> Assigned task A:
Extract the stretch from "Do I mind it" through "I love company." from the blog post about always being a bit of an outsider, word for word.
> Assigned task B:
Extend the blog post about always being a bit of an outsider, picking up from where it stops.

> Selected excerpt:
──────────

My parents were much older and I went to cocktail parties and meetings where I sat in the dens and family rooms of other families, watching television or reading while the world went on on the other side of the door. There, but just on the edge. Waiting and watching.

For a time, I thought I had found my place. The theatre seemed to be a gathering place for the odd, the strange, the eccentric, the ones on the edge. But even here, I was too extreme, too intellectual, too political, too feminist, too much for the outsiders. I wanted to do art that spoke to me...not to a foundation, a fund, or a board of directors. I was edgy, but it wasn't the right kind of edge.

So now, here I am, nearly 50 years old, and I've realized that I will always be just a bit outside of the rest of the world. It's not that I don't have "normal" life activities. I have a job, sometimes very busy and hectic and exciting, mostly very routine and ordinary. I have friends with whom I work and play. We laugh and talk and share and enjoy. I have wonderful family who invite me to parties and holidays and we celebrate our common unity. But I always feel just a little outside of where they are. My thoughts are just a bit off from theirs. My dreams are just a bit different. My passions are just a little odd.

I think these people who choose to be with me and have me in their world truly love me. I can tell that they do. But there's also a sense that part of my appeal to them is my slight eccentricity. Even my therapist says he loves to talk to me because I make him laugh and I see things in such an interesting way.

Do I mind it out here? No. I've tried to conform and it really doesn't work for me. Do I wish I wasn't always alone? Of course I do, but I've accepted the idea that there just isn't a way for me to be with someone all the time. I'm too much work. Sometimes I'm even too much for myself. But I'm finding my way out here. Stop by and visit sometime. I love company.

Comments

Bridgete said…
Alright, enough knocking on yourself, no one thinks you loved the ugly duckling because you were "the fat girl with glasses." I loved that story too, although I can't remember if it was my favorite or not. I think even then I didn't pick just one favorite because I never could choose just one. But anyway, it was certainly up there and as you and I both agree I was an adorable child and skinny with no glasses, that can't be the reason. And you could have written this entire post without slipping in that self-deprecating jab.

──────────

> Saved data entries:
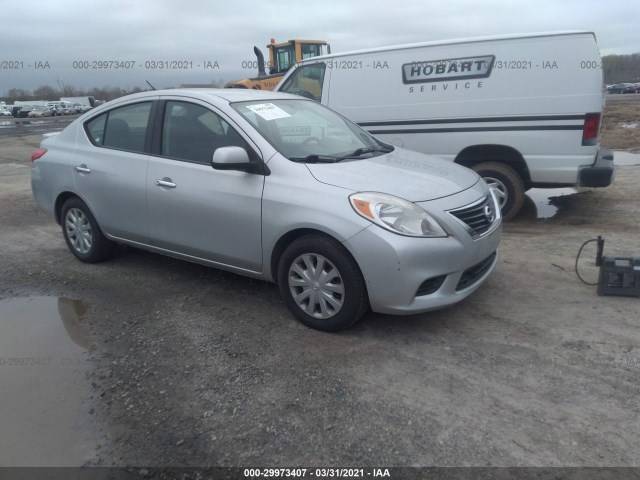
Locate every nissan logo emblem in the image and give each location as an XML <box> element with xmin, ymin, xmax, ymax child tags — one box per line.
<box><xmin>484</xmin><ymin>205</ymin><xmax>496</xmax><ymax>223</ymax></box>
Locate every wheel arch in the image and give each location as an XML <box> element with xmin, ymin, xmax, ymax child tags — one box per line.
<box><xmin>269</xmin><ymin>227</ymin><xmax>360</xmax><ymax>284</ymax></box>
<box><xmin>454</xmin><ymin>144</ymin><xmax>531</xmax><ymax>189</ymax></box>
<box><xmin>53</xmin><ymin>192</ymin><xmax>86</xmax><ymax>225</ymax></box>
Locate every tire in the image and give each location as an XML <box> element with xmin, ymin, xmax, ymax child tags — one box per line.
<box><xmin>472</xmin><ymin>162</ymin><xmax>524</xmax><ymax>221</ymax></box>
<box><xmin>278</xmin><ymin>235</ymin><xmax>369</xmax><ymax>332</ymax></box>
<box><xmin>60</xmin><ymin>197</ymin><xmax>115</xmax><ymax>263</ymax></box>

──────────

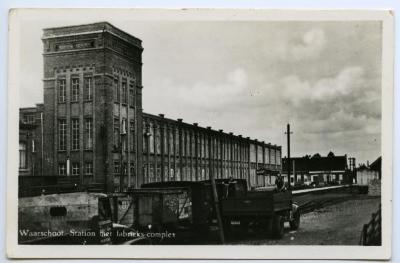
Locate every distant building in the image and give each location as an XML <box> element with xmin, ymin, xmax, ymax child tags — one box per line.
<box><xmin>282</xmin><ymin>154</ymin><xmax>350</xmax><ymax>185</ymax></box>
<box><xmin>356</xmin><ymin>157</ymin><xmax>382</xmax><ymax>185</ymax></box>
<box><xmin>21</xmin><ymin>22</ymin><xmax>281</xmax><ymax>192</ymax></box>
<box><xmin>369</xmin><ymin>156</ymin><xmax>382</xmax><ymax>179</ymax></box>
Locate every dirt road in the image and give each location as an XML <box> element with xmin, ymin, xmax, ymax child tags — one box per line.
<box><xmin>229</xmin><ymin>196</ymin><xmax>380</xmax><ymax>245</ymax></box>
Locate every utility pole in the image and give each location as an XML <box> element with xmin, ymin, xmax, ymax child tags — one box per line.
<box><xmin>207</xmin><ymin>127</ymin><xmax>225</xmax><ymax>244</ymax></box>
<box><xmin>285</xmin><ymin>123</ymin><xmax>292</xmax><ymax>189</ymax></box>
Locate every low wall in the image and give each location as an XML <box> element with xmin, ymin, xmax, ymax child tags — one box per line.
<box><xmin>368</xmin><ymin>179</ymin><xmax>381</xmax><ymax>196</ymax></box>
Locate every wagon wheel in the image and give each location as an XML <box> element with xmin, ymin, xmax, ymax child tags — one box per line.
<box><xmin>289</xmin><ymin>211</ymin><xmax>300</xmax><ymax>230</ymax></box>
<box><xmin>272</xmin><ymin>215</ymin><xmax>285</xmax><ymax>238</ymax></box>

──────────

> Answer area A:
Do I mind it out here? No. I've tried to conform and it really doesn't work for me. Do I wish I wasn't always alone? Of course I do, but I've accepted the idea that there just isn't a way for me to be with someone all the time. I'm too much work. Sometimes I'm even too much for myself. But I'm finding my way out here. Stop by and visit sometime. I love company.

> Answer area B:
So, no more little jabs at yourself. To be completely honest, those little jabs are the ONLY thing - truly, honestly, the one and only thing - you do that I don't like. Because you are wonderful, passionate, beautiful, loving, caring, kind, comforting, and all around fabulous and you are the only person that forgets to see that.

And yes, maybe your oddness is part of what people love about you. I guess it's part of what I love about you. But, as another oddie myself, I have to say, would you want it any other way? Do you really want to be like everyone else? Wouldn't that be just eternally boring?

I'm glad to see that you're embracing the oddness. But don't let it be a way to keep yourself on the outside. Let it be the key to making yourself memorable, making yourself one of a kind, and making yourself the one person that's truly hard to let go of because no one can ever find another you. True, there will be those that can't embrace the oddness. But that's because they're too normal and therefore boring. You want to find the other oddies. They're the best ones anyway. And then you can find unity in the oddness, even if your oddities take different forms.

P.S. - As a lawyer in mind, if not on paper, I am now allowed to make up words (which lawyers do all the time) so "oddie" is my first invention. You have my permission to take it and use it and encourage its growth. And if it ends up in the dictionary, we will use this comment to prove that I should be credited with its invention.

Love you.
KC McAuley said…
Bridgete is absolutely right. I am too quick to see my faults and it's people like her, who love me very much, that I rely on to remind me of who I am. So I edited my original post and took out the Ugly Duckling. I'm not a duckling or a swan. At least I don't think I am. I'm not sure what I am, but I do know I'm a fabulous whatever it is. Thank you my Bridgete.